**Yapılacak İş:** Lütfen aşağıdaki alıntının "Buradasınız" sözleriyle başlayıp "zorlaşacağını ortaya koyuyor." sözlerine kadar süren bölümünü yeniden yazın ve bu bölümdeki "Haziran" ifadesini "Mayıs" olarak değiştirin.

**Alıntı:**
* * * * *

Buradasınız
Kurtuluş Ellerimizde, Örgütlü Gücümüzde!

Sıcakların bastırdığı ama henüz çok bunaltıcı olmadığı Haziran günlerindeyiz. Ama soluduğumuz toplumsal atmosfer son derece bunaltıcı, boğucu. Üstelik bu boğucu, zehirli atmosfer kesifleşmeye devam ediyor. Türkiye’de ve dünyada şahit olduğumuz ekonomik ve siyasi gelişmeler, biz işçi ve emekçiler için yaşamın daha da zorlaşacağını ortaya koyuyor.
Türkiye’den başlayalım: Net asgari ücret 22 bin lira civarındayken açlık sınırı 25 bin lirayı aştı. Yoksulluk sınırı 82 bin liraya dayandı. Fakat siyasi iktidar, Temmuz ayında asgari ücrete zam yapılıp yapılmayacağı konusuna değinme zahmetinde bile bulunmuyor. İşçilerin, sendikaların bu konudaki taleplerini duymazlıktan geliyor. On milyonlarca insanın yaşadığı zorluklar, sorunları, talepleri iktidarın zerre kadar umurunda değil. Ekonominin başında bulunan Mehmet Şimşek, daha önce asgari ücrete yapılan zammın enflasyonu tetiklediği yalanını tekrar edip duruyordu. Bugün de televizyon programlarında, “rahatlıkla şunu söyleyebilirim” diyerek gerçekten de büyük bir rahatlık ve pervasızlıkla şu yalanları sıralıyor: Ekonomi programı iyi gidiyor. Perakendeciler etiketleri artık üç ayda bir değiştiriyorlar. Vatandaşımızın alım gücü artacak. Elde ettiği kazancın bir anlamı olacak. Refah artışı daha iyi hissedilecek. Fiyatlar çok yavaş artacak. Enflasyon giderek düşecek, gelecek sene 10’lu rakam olacak, bir sonraki sene tek haneli rakam olacak… Bakanın kendisi de dâhil olmak üzere bu sözlere inanan var mı, bilinmez. Fakat iktidar sahiplerinin yalanları ekonomideki gidişatla sınırlı değil.

* * * * *

**Listelenen Kayıtlar:**

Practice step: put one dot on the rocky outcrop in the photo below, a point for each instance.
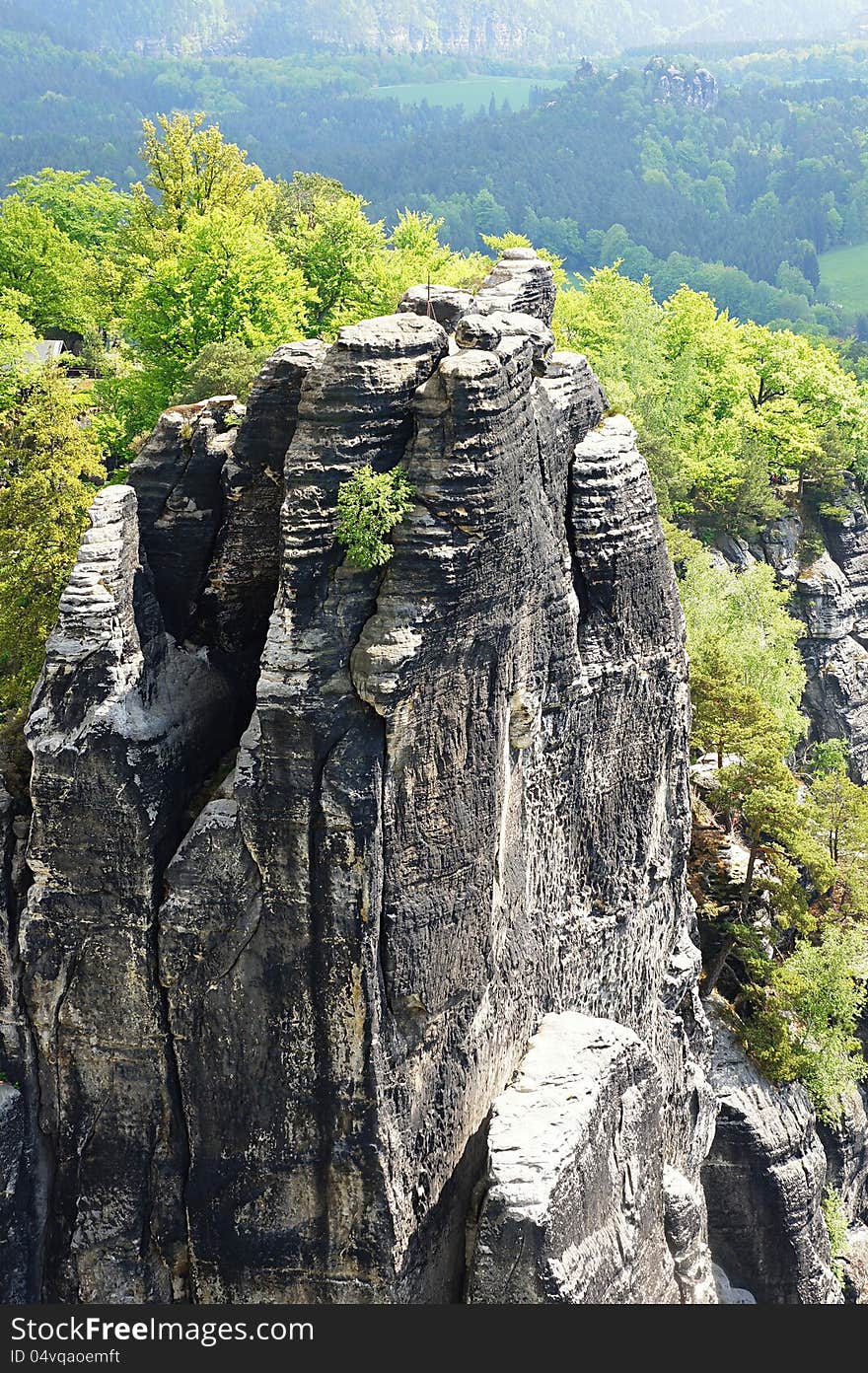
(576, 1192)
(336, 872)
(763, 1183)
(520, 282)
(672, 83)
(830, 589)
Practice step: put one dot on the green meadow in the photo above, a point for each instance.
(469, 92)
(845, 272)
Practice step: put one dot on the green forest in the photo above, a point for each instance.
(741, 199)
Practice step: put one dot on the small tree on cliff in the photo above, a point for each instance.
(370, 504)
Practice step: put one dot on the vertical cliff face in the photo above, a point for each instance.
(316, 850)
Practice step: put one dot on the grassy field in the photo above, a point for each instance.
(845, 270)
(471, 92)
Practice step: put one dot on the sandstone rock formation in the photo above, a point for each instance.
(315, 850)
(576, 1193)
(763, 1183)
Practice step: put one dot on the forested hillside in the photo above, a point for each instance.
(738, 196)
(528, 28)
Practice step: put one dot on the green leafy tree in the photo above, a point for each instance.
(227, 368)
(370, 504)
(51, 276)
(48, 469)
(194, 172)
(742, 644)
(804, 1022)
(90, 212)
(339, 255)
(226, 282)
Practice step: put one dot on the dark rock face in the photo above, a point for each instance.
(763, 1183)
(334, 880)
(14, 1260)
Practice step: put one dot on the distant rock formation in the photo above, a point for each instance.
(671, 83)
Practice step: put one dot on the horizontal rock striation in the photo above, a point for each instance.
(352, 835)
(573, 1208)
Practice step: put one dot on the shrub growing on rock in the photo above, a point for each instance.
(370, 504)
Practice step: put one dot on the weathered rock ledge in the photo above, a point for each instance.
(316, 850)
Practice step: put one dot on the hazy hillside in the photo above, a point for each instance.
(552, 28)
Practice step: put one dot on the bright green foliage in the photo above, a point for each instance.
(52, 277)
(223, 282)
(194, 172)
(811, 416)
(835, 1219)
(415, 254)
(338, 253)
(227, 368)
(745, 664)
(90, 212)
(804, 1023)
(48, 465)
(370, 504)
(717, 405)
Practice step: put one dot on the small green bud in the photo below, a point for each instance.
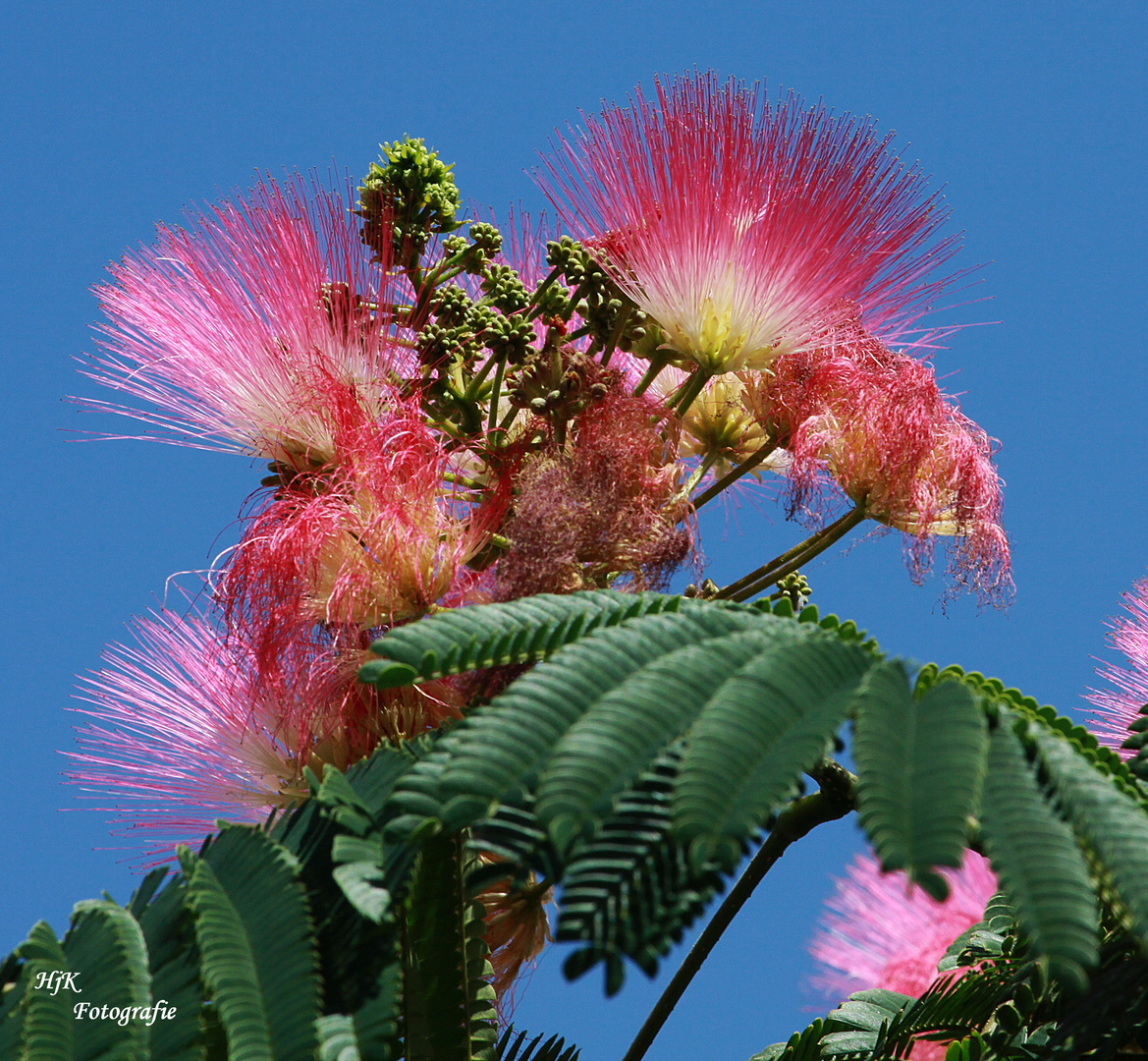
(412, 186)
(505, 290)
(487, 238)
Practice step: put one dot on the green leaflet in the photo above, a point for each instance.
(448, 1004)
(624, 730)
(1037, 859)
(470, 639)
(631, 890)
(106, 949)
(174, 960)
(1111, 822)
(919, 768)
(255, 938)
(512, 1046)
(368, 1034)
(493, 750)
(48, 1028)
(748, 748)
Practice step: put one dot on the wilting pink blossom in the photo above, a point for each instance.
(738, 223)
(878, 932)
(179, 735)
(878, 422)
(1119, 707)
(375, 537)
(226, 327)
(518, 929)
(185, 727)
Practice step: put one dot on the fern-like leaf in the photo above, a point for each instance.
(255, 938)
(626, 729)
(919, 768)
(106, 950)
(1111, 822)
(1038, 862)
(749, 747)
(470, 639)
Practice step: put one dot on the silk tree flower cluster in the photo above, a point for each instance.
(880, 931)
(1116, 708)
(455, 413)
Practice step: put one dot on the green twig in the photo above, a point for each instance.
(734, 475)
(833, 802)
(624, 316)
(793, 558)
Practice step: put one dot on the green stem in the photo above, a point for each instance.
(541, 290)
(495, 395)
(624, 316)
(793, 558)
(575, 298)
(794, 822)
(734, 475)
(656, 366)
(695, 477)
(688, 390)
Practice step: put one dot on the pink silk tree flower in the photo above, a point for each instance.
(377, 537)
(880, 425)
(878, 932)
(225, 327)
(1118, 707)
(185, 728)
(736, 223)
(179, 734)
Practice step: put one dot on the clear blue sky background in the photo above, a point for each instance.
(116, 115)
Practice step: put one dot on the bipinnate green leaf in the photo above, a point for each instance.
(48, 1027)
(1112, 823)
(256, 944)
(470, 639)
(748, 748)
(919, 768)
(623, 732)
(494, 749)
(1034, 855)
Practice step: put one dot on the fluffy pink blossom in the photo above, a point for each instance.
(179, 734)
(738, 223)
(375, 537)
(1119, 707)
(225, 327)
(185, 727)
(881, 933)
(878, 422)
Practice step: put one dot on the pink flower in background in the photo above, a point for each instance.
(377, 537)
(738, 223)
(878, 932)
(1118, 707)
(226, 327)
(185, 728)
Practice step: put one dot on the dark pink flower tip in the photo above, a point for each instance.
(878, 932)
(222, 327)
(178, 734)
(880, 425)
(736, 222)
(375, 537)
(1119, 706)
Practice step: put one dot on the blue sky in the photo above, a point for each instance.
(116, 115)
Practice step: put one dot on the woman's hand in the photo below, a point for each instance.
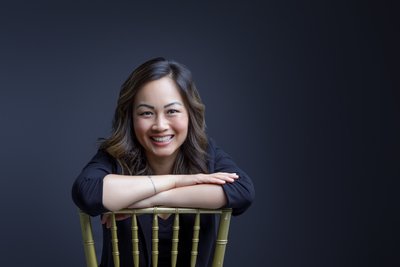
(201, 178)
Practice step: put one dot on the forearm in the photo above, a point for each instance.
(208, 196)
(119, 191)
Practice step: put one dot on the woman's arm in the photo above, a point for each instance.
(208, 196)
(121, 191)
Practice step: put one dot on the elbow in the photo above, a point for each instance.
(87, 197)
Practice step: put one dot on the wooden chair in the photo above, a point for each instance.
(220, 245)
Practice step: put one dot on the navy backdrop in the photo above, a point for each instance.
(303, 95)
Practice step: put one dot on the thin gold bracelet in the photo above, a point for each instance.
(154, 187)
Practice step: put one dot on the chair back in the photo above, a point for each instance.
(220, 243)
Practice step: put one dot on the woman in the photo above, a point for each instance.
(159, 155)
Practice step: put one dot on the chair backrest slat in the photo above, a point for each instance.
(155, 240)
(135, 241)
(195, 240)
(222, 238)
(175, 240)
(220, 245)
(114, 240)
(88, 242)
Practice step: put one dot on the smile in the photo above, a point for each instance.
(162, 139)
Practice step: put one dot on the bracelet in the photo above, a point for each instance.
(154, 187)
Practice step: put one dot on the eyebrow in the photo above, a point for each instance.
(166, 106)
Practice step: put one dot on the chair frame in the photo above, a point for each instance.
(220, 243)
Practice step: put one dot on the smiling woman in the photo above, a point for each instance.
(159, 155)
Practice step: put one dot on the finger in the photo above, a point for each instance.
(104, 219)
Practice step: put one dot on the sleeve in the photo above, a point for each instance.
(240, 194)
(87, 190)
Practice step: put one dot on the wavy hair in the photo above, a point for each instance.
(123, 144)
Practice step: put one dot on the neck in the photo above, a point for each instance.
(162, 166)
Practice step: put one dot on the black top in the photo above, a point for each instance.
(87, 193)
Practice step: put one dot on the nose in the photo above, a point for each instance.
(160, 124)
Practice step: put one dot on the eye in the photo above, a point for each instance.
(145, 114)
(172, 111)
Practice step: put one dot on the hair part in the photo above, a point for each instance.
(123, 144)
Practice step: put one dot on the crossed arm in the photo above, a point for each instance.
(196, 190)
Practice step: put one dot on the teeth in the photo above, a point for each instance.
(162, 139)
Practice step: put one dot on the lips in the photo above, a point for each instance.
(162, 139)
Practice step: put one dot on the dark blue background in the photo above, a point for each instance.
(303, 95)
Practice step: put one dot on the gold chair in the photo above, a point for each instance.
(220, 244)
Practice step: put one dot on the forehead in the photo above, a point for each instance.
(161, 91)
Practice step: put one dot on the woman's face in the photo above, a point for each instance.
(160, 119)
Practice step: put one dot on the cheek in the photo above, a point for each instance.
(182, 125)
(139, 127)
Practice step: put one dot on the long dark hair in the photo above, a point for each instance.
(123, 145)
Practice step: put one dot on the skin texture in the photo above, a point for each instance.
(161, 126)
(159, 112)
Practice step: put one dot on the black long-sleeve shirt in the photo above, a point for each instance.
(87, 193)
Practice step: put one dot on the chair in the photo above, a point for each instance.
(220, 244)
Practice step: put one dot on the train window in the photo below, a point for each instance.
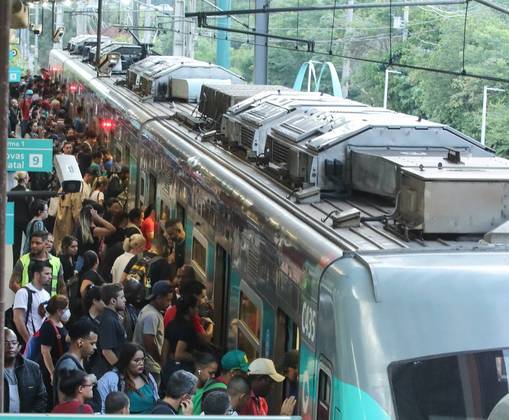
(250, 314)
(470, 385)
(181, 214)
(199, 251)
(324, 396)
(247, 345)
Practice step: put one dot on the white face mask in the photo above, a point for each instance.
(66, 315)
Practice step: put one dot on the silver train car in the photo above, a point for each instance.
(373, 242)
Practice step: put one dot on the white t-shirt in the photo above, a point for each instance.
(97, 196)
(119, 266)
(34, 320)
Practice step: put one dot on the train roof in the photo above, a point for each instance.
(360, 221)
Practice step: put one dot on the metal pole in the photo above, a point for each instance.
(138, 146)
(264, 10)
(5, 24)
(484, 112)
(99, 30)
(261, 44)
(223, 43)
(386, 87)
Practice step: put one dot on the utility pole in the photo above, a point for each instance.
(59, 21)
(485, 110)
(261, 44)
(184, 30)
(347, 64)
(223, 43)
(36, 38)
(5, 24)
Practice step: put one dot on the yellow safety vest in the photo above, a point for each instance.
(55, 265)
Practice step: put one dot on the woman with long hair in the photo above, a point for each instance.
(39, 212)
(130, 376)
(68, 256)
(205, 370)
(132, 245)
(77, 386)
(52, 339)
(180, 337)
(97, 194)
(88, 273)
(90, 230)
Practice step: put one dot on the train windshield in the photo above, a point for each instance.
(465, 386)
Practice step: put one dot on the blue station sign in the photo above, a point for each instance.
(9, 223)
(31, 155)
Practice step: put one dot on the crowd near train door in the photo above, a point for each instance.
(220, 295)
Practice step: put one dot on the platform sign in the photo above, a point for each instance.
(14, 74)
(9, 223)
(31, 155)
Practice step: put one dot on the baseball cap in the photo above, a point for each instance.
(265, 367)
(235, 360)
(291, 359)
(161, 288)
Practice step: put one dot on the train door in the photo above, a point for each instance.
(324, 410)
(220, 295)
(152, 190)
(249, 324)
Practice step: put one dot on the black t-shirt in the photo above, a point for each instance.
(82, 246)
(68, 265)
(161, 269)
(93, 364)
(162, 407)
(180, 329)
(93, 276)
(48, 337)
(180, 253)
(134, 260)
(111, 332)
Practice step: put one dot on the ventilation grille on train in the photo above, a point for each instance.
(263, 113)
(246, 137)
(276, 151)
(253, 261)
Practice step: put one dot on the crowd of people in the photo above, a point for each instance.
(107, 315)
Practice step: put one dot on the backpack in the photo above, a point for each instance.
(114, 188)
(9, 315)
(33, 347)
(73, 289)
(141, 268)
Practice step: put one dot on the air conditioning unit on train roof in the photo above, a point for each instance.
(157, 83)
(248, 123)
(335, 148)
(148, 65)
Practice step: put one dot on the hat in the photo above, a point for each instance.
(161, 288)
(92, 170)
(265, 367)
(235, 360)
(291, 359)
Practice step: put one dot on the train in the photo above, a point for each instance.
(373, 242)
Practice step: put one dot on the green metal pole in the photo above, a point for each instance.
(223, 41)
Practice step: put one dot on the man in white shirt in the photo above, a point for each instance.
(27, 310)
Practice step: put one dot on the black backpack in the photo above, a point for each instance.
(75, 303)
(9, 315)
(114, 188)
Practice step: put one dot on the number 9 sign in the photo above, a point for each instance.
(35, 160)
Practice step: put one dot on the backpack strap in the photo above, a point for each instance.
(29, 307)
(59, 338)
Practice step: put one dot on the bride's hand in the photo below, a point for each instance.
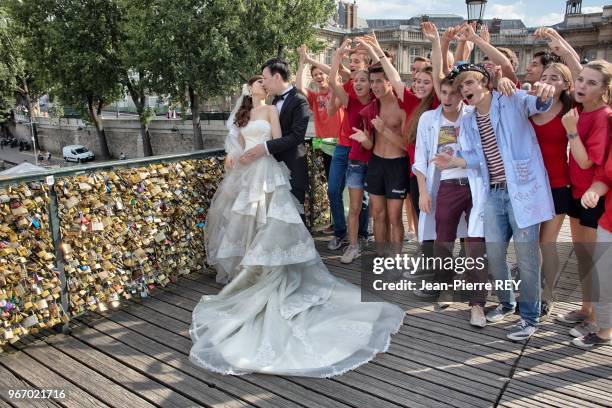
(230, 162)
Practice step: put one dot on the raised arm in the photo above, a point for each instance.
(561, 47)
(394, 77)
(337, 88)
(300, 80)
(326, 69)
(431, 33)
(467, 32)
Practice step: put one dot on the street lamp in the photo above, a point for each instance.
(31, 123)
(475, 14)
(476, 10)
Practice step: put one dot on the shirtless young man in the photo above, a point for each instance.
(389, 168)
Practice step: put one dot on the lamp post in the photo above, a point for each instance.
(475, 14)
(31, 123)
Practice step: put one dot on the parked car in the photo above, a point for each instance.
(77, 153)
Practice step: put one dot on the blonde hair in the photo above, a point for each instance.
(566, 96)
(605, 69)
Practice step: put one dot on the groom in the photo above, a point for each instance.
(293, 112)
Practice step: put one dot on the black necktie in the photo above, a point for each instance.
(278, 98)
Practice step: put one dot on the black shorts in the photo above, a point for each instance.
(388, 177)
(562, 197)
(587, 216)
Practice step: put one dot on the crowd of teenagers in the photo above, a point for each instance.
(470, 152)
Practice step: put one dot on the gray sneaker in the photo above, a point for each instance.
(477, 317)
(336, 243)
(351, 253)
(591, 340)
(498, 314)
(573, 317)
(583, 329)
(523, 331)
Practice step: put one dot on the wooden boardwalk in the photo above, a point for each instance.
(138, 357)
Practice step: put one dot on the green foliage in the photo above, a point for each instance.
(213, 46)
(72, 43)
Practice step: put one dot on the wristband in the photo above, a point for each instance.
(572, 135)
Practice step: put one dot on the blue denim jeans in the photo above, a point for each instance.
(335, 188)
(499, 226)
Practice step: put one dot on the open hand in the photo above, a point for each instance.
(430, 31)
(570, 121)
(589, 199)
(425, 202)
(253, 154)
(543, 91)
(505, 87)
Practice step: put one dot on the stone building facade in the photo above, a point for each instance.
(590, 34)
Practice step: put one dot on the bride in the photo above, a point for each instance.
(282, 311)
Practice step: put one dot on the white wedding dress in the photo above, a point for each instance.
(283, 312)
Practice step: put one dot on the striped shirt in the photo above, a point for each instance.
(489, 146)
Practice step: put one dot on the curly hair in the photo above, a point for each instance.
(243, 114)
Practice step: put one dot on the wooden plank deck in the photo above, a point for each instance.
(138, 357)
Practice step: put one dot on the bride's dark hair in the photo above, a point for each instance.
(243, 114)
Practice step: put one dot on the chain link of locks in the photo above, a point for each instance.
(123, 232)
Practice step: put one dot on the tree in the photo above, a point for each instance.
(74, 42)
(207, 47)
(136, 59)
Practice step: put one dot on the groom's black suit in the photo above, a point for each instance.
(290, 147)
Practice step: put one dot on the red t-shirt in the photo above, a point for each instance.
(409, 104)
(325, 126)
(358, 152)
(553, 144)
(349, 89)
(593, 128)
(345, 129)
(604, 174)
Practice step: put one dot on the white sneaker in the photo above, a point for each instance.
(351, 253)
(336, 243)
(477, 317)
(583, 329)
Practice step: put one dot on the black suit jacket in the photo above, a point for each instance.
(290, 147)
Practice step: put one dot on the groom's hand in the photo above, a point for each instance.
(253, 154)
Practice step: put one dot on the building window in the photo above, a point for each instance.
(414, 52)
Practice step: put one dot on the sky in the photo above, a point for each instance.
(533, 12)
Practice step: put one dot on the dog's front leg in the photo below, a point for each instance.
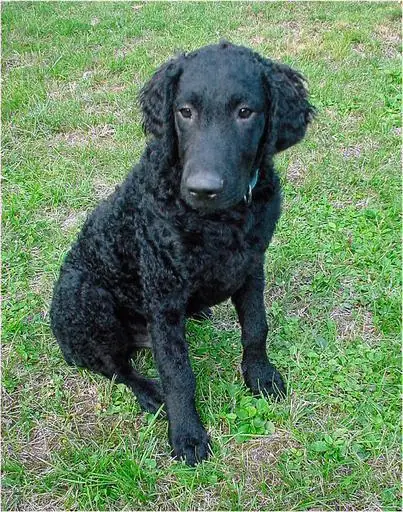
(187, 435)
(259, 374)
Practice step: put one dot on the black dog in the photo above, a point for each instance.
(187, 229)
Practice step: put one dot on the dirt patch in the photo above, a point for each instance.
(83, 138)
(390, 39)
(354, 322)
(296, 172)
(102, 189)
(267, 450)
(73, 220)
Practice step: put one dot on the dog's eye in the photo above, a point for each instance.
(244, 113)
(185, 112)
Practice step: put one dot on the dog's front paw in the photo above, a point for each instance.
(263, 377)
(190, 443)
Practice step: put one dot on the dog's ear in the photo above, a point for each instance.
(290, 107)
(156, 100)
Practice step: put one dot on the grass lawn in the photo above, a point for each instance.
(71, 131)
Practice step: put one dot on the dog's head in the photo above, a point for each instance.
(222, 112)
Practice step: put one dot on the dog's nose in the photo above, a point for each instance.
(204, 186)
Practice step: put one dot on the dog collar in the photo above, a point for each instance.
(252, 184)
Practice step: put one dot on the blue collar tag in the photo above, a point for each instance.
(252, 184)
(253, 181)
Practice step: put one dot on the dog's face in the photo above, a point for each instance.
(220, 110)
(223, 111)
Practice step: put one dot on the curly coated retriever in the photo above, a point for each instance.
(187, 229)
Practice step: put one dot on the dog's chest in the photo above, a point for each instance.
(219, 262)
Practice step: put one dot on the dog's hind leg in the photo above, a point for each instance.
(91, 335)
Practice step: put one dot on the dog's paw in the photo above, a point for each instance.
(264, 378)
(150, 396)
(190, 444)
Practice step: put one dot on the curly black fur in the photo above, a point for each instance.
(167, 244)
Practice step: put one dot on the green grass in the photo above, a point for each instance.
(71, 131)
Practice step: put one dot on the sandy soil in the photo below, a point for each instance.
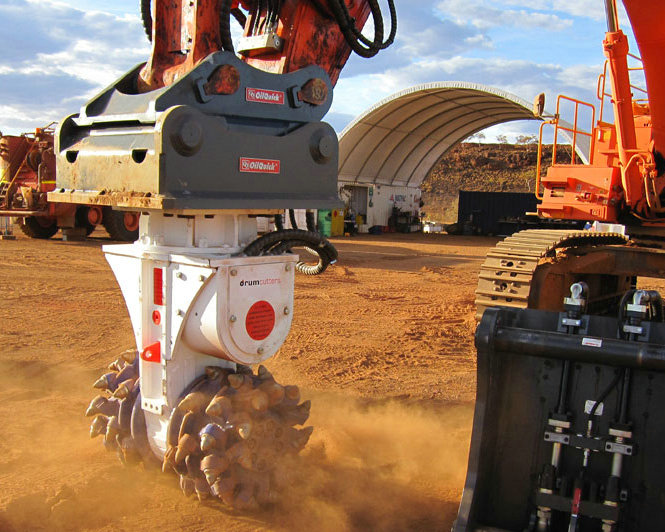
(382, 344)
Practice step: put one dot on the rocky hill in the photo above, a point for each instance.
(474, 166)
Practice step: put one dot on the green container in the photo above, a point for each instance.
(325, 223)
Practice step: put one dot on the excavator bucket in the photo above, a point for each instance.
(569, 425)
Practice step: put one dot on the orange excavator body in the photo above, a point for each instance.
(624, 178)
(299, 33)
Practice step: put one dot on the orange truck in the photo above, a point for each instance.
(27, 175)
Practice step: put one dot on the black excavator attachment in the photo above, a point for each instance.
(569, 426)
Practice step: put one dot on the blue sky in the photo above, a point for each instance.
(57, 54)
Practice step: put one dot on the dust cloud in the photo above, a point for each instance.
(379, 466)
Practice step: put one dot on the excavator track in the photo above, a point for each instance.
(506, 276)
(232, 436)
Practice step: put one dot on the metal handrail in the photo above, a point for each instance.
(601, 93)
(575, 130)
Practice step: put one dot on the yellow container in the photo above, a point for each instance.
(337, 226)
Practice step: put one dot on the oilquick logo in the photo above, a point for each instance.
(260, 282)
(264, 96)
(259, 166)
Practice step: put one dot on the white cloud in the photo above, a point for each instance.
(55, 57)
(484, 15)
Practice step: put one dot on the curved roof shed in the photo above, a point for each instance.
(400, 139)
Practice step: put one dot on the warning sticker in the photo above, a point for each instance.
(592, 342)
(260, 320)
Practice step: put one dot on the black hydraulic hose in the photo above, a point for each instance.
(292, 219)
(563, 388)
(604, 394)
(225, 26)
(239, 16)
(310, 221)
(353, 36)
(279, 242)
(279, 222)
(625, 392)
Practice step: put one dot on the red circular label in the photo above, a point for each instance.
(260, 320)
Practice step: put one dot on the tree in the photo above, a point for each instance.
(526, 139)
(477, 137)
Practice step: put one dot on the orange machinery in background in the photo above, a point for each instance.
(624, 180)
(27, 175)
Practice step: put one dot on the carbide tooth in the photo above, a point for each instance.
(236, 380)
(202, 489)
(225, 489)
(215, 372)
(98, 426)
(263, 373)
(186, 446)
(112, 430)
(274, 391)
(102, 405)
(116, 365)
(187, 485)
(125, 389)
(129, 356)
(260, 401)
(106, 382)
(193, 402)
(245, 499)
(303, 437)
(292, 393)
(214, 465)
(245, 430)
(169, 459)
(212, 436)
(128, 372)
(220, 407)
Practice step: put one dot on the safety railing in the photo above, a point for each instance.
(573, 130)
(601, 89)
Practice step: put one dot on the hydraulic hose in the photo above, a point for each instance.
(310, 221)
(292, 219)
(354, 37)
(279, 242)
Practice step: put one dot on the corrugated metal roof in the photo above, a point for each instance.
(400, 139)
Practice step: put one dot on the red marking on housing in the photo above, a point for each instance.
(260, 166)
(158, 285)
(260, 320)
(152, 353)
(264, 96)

* * * * *

**Çözümlü Alıştırma:**
Buradasınız
Kurtuluş Ellerimizde, Örgütlü Gücümüzde!

Sıcakların bastırdığı ama henüz çok bunaltıcı olmadığı Mayıs günlerindeyiz. Ama soluduğumuz toplumsal atmosfer son derece bunaltıcı, boğucu. Üstelik bu boğucu, zehirli atmosfer kesifleşmeye devam ediyor. Türkiye’de ve dünyada şahit olduğumuz ekonomik ve siyasi gelişmeler, biz işçi ve emekçiler için yaşamın daha da zorlaşacağını ortaya koyuyor.